## Provided text

It may be hard to think about these issues at the beginning of a relationship, but taking care of this early on – before a tragedy or costly planning mistake occurs – may be one of the greatest gifts you can give to each other.

2 thoughts on “Financial Planning for a May-December Relationship”

  1. So happy I found your website! A great resource. I live in Maryland and am a long distance caregiver for my father who lives in Lake Forest, CA. I fly out to see him as much as possible. He is 84 years old and has Alzheimer’s. Both my mother and my sister are deceased. I have Power of Attorney for his financial affairs and through the internet am able to manage his accounts, pay bills, etc. For the past 7 years he has been in a relationship with a woman (21 years younger than he). Since she is there with him (although they don’t live together) she and a bookkeeper get together every two weeks to go through his mail, pay any random bills that aren’t automatically paid, prepare for taxes, etc.. The bookkeeper writes the checks and he signs them, although I think he may not truly have legal capacity any longer. I have been preparing for the time when he won’t be able to sign checks and when I will be the only person who can. It’s a big responsibility, especially challenging long distance, but over the last several years I have been taking it on (as I took on the responsibility for when my mother was dying and her funeral, and then my sister’s illness – I settled her rather messy affairs, too). There are often conflicts between my father’s companion and me – confusion over who’s doing what, roles, etc. I want clarity and peace of mind that I am in control of my father’s finances and my and my children’s inheritance. Is there anything wrong with that?! I simply want to protect myself. My question, at last (!) is – do you think I should ask my father’s doctor to determine his capacity and if necessary, to sign a letter of incapacity? I imagine it would be painful for my father to go through this, although he won’t be able to retain a memory of it. But must he even be made aware of it?

## Records
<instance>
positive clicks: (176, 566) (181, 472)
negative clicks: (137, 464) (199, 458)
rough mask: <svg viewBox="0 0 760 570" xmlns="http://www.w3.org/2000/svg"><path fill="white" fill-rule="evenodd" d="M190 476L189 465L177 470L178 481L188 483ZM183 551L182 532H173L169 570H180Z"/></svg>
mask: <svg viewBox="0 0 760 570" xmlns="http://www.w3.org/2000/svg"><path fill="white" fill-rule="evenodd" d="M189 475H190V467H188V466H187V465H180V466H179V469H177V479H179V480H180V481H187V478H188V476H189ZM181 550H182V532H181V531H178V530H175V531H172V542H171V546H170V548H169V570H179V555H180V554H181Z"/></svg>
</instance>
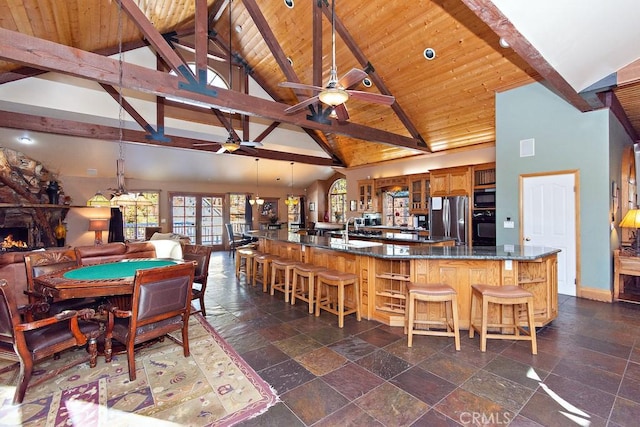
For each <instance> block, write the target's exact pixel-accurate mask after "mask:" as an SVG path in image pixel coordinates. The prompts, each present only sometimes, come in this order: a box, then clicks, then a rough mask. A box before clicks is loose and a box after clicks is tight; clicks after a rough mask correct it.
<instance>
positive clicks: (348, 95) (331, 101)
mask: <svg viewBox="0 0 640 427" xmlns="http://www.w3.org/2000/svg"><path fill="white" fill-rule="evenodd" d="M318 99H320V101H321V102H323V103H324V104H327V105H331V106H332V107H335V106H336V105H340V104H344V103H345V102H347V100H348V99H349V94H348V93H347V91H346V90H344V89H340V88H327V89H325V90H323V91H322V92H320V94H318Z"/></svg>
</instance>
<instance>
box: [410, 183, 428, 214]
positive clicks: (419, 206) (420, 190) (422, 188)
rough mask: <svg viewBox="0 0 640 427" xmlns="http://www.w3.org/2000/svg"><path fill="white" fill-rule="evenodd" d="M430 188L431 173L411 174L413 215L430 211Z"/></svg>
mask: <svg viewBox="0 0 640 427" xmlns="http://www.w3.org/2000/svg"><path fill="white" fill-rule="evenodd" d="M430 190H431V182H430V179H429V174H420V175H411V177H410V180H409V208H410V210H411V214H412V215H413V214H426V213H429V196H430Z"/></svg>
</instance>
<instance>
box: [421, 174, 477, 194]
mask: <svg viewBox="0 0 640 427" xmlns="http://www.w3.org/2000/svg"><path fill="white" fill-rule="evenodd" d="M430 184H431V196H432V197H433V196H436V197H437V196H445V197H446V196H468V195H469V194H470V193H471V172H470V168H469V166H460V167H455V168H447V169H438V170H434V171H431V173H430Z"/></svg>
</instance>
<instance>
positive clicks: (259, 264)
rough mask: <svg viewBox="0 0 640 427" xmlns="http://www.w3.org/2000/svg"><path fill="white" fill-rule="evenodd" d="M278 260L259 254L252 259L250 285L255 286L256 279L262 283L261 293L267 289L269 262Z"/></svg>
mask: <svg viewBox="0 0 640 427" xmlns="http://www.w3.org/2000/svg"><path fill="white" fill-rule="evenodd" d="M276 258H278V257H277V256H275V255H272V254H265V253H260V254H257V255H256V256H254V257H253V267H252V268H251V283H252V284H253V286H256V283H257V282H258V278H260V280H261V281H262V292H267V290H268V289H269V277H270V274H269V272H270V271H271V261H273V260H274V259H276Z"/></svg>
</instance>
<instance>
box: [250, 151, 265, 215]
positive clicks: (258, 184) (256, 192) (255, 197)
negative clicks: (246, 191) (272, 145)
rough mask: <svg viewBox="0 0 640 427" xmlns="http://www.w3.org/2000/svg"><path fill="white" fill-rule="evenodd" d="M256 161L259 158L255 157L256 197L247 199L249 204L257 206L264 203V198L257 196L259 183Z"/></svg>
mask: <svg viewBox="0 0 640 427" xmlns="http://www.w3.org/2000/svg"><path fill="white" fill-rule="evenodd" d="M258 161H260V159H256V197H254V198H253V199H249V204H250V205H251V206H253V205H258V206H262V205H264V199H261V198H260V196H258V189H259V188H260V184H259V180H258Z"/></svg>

## Work order 1
Answer these questions using the May-December relationship text.
(a) In which state does the commenter live?
(b) How many years younger than the father is his companion?
(c) How often do the companion and the bookkeeper meet to go through the father's mail?
## Work order 2
Carry on the May-December relationship text from the point where it stops.

## Answer area 1
(a) Maryland
(b) 21 years
(c) Every two weeks

## Answer area 2
    Many thanks for any advice or resources you can offer.
    Best,
    Leslie

    1. These are indeed sticky issues you are facing, and my heart goes out to you. Consult with an elder law attorney in his locale to see what your best options are, and to what extent he needs to be involved or even know about it (though I imagine that if his caregiver is unhappy about your actions, he will get an earful about it from her).